**What to do:**
Transcribe the data that follows without changing a word, and omit the pictures.

**Point localization data:**
*** Begin section ***
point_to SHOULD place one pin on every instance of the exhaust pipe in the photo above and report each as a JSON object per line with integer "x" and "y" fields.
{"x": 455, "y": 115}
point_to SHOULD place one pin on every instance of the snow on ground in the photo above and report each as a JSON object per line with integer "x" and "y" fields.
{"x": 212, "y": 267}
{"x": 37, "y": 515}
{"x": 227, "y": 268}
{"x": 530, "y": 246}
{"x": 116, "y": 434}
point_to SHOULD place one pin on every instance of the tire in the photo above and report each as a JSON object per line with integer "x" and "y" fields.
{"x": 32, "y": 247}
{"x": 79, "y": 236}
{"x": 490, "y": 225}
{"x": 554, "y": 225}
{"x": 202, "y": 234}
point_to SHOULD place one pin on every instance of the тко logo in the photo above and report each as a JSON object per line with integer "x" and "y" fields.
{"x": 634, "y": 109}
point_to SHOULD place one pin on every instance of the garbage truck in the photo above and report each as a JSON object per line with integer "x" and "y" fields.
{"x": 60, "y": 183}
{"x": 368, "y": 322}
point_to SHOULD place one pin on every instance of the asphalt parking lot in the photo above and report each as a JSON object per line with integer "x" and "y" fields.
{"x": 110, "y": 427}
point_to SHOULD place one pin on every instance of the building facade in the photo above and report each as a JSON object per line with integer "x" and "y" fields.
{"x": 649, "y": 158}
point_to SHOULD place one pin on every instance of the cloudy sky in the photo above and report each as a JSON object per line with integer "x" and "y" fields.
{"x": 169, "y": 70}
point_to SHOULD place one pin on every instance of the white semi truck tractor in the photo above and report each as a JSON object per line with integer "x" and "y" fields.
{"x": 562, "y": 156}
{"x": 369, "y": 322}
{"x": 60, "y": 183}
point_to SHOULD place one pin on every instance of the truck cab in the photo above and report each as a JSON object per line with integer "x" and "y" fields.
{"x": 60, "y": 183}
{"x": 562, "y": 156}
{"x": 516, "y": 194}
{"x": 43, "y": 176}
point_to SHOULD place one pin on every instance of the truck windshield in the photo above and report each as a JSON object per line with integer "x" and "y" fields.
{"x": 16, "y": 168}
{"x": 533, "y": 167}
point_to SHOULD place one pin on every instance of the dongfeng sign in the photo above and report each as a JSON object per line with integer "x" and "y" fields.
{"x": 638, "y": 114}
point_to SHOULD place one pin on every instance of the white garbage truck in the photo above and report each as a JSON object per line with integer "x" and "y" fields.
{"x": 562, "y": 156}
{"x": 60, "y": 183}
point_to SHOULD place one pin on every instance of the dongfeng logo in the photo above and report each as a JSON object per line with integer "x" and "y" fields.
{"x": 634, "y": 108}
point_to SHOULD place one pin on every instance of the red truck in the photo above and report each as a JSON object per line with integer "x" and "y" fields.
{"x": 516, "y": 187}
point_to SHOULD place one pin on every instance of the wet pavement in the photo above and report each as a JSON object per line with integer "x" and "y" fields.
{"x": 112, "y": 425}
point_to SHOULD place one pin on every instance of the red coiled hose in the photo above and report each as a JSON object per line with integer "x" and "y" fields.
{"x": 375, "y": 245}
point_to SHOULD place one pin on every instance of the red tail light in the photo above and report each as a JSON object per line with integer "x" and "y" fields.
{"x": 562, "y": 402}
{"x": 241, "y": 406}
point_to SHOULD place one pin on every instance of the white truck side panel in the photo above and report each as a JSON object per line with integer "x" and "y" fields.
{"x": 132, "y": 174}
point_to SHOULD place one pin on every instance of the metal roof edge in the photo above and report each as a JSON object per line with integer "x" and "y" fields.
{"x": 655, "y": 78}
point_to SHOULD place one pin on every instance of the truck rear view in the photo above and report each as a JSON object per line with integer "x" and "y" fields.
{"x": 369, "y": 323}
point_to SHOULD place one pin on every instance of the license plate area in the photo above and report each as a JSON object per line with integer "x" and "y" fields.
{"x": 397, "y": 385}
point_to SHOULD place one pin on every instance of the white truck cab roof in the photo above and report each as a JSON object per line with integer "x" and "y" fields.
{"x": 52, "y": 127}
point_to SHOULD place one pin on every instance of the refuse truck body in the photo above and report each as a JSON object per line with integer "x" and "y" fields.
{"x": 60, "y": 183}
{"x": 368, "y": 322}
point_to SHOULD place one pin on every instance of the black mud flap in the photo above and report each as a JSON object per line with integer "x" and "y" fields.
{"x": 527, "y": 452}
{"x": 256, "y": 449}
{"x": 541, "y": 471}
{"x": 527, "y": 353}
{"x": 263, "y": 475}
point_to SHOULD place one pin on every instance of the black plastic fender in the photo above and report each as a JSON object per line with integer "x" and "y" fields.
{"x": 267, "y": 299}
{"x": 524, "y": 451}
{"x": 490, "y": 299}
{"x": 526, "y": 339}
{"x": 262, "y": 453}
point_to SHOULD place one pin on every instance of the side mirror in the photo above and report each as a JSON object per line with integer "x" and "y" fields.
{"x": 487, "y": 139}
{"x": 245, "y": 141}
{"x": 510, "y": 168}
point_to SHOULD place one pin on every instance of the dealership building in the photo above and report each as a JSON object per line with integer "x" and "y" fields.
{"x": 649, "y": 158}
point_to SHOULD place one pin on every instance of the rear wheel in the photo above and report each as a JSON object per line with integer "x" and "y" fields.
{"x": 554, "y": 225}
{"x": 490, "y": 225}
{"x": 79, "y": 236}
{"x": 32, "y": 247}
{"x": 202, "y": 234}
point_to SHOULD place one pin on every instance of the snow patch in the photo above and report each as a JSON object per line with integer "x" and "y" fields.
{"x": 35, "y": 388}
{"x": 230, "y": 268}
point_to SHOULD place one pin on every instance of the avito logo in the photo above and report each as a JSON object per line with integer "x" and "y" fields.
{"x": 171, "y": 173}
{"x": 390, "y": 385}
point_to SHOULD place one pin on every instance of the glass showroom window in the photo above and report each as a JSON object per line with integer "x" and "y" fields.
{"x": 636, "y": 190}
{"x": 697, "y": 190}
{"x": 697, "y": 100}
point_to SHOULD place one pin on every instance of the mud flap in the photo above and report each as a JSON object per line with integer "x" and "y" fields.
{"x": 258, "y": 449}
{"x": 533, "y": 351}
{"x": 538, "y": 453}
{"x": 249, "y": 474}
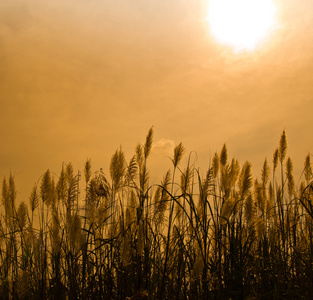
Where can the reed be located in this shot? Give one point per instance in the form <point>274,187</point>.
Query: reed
<point>224,235</point>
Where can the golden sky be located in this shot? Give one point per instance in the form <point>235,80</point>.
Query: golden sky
<point>80,78</point>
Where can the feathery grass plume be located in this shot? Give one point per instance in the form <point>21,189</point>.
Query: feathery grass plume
<point>234,171</point>
<point>307,168</point>
<point>223,156</point>
<point>140,237</point>
<point>282,147</point>
<point>54,229</point>
<point>5,199</point>
<point>250,209</point>
<point>215,165</point>
<point>87,170</point>
<point>72,193</point>
<point>260,227</point>
<point>205,190</point>
<point>270,201</point>
<point>259,197</point>
<point>161,198</point>
<point>131,171</point>
<point>227,210</point>
<point>22,215</point>
<point>139,155</point>
<point>126,250</point>
<point>275,159</point>
<point>185,179</point>
<point>101,214</point>
<point>117,169</point>
<point>148,143</point>
<point>69,172</point>
<point>265,173</point>
<point>245,179</point>
<point>179,151</point>
<point>45,187</point>
<point>61,188</point>
<point>74,226</point>
<point>290,179</point>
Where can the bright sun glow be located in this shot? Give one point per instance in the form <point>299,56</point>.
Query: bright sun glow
*** End section ***
**Completed task:**
point_to SHOULD place one pin on every instance of the exhaust pipe in the photo above and report each as a JSON object per line with integer "x" and "y" fields.
{"x": 455, "y": 115}
point_to SHOULD place one pin on every instance of the snow on ground in the photo above and report each as a JSON object per line with integer "x" and "y" fields.
{"x": 212, "y": 267}
{"x": 37, "y": 515}
{"x": 227, "y": 268}
{"x": 530, "y": 246}
{"x": 116, "y": 434}
point_to SHOULD place one pin on every instance of the tire in the photo above and report each as a JSON object per line with integer "x" and "y" fields.
{"x": 32, "y": 247}
{"x": 79, "y": 236}
{"x": 490, "y": 225}
{"x": 554, "y": 225}
{"x": 202, "y": 234}
point_to SHOULD place one pin on every instance of the тко logo in the photo above and report each as a JSON object per line with integer "x" and "y" fields.
{"x": 634, "y": 109}
point_to SHOULD place one pin on every instance of the garbage truck in the photo above and report each as a JSON object per line with integer "x" and "y" fields.
{"x": 60, "y": 183}
{"x": 368, "y": 322}
point_to SHOULD place one pin on every instance of the asphalt parking lot in the photo above and report each as a JSON object per line with integer "x" and "y" fields.
{"x": 110, "y": 427}
point_to SHOULD place one pin on every instance of the building facade in the photo above and report each as a JSON object per line with integer "x" and "y" fields.
{"x": 649, "y": 158}
point_to SHOULD place one pin on every instance of the cloudy sky in the photo above and report each as a JSON object per line with integer "x" and "y" fields.
{"x": 169, "y": 70}
point_to SHOULD place one pin on every instance of the white semi truck tractor in the photo above and report each as a JSON object per line with integer "x" and "y" fields.
{"x": 562, "y": 156}
{"x": 369, "y": 322}
{"x": 60, "y": 183}
point_to SHOULD place one pin on every instance of the truck cab in the photo above and report each as a JSON object per line with integer "x" and "y" fields.
{"x": 60, "y": 183}
{"x": 562, "y": 156}
{"x": 516, "y": 194}
{"x": 43, "y": 176}
point_to SHOULD place one pin on every instance of the truck windshield in the photo above and report each as a JSON object per line with integer "x" and "y" fields.
{"x": 16, "y": 168}
{"x": 533, "y": 167}
point_to SHOULD place one pin on every instance of the dongfeng sign in the photo above and report each as a JSON object per line with integer "x" and "y" fields.
{"x": 638, "y": 114}
point_to SHOULD place one pin on every instance of the white garbage truck in the photo above and report each as a JSON object per line with integer "x" and "y" fields.
{"x": 562, "y": 156}
{"x": 60, "y": 183}
point_to SHOULD place one pin on every instance of the dongfeng logo in the photo above and report each as a JSON object per line with integer "x" and "y" fields.
{"x": 634, "y": 108}
point_to SHOULD place one pin on every instance of the red truck in the photo above and report each as a JSON object per line with integer "x" and "y" fields.
{"x": 516, "y": 187}
point_to SHOULD place one pin on every instance of the wet pavement in the photo above and report each as a JSON object per line with integer "x" and "y" fields.
{"x": 112, "y": 425}
point_to SHOULD place one pin on every instance of the red coiled hose in the photo above and report each as a JSON object per line with integer "x" and "y" fields.
{"x": 375, "y": 245}
point_to SHOULD place one pin on every instance of the red tail light in the photo above and report each as a JSON object per line with integer "x" and "y" fields.
{"x": 562, "y": 402}
{"x": 241, "y": 406}
point_to SHOULD place one pin on every instance of the white truck side panel in the photo above and report each as a JSON object per line with integer "x" and "y" fields.
{"x": 132, "y": 174}
point_to SHOULD place one pin on every instance of the metal roof edge in the photo above and report each as a JSON object per line with integer "x" and "y" fields.
{"x": 655, "y": 78}
point_to SHOULD place one pin on every instance of the truck rear view in the photo above and report each as a JSON object per line with integer "x" and "y" fields.
{"x": 369, "y": 323}
point_to SHOULD place one pin on every instance of the license plate area in the photo above and report each as a JSON object per line with integer "x" and "y" fields.
{"x": 397, "y": 385}
point_to SHOULD place one pin on every instance of the white truck cab roof in the photo above and report each as a JSON object per line with integer "x" and "y" fields.
{"x": 52, "y": 127}
point_to SHOULD place one pin on every instance of the refuse truck body in the photo above and report each as a JSON object per line with integer "x" and "y" fields.
{"x": 60, "y": 183}
{"x": 368, "y": 322}
point_to SHOULD place one pin on every instance of the black mud flap in the photo above and report each as a JSON object per line with integer "x" and "y" fields.
{"x": 527, "y": 452}
{"x": 256, "y": 449}
{"x": 541, "y": 471}
{"x": 527, "y": 353}
{"x": 263, "y": 475}
point_to SHOULD place one pin on every instance of the black plastic fender in the photo above and report each as a JSON object per line with integer "x" and "y" fields.
{"x": 267, "y": 299}
{"x": 524, "y": 451}
{"x": 490, "y": 299}
{"x": 526, "y": 339}
{"x": 262, "y": 453}
point_to SHOULD place one pin on every instance of the side mirror in the photo above and report each as a JSON object per line with integer "x" and "y" fields.
{"x": 487, "y": 139}
{"x": 245, "y": 141}
{"x": 510, "y": 168}
point_to SHOULD place one pin on every instance of the dealership building in the photo above and report each as a JSON object per line with integer "x" and "y" fields.
{"x": 649, "y": 158}
point_to SHOULD place one pin on every instance of the rear wheel in the photo above and report each as a JSON object per line with integer "x" and "y" fields.
{"x": 554, "y": 225}
{"x": 490, "y": 225}
{"x": 79, "y": 236}
{"x": 32, "y": 247}
{"x": 202, "y": 234}
point_to SHOULD place one pin on every instance of the snow patch in the photo above and report each as a JSON object per line with integer "x" and "y" fields.
{"x": 35, "y": 388}
{"x": 230, "y": 268}
point_to SHOULD place one pin on every instance of the avito logo in the photo above and report each as a JSON object per line with integer "x" and "y" fields.
{"x": 171, "y": 173}
{"x": 390, "y": 385}
point_to SHOULD place one pin on every instance of the glass showroom window in the photo above and report each as a JSON object per line with integer "x" and "y" fields.
{"x": 636, "y": 190}
{"x": 697, "y": 190}
{"x": 697, "y": 100}
point_to SHOULD place one pin on every instance of the mud flap in the photo above and report each as a JSON object per line with integer "x" and "y" fields.
{"x": 258, "y": 449}
{"x": 533, "y": 351}
{"x": 538, "y": 453}
{"x": 249, "y": 474}
Where can the reed be located in this shot? Give one point per instance in the form <point>274,187</point>.
Query: reed
<point>224,235</point>
Where can the golden sky be located in this shot? Give one point per instance in the form <point>235,80</point>.
Query: golden sky
<point>80,78</point>
Where can the feathery grass plume be located in this shot? Give one point per instance in the form <point>21,189</point>.
Query: feathery grass plume
<point>234,171</point>
<point>307,168</point>
<point>223,156</point>
<point>140,237</point>
<point>282,147</point>
<point>54,229</point>
<point>5,199</point>
<point>250,209</point>
<point>215,165</point>
<point>87,170</point>
<point>72,193</point>
<point>260,227</point>
<point>205,190</point>
<point>270,201</point>
<point>259,197</point>
<point>161,198</point>
<point>131,171</point>
<point>227,210</point>
<point>22,215</point>
<point>139,155</point>
<point>126,250</point>
<point>275,159</point>
<point>185,179</point>
<point>101,214</point>
<point>117,169</point>
<point>148,143</point>
<point>69,172</point>
<point>265,173</point>
<point>245,179</point>
<point>179,151</point>
<point>45,187</point>
<point>61,188</point>
<point>74,226</point>
<point>290,179</point>
Where can the bright sun glow be located in this shot? Give one point per instance in the form <point>299,56</point>.
Query: bright sun glow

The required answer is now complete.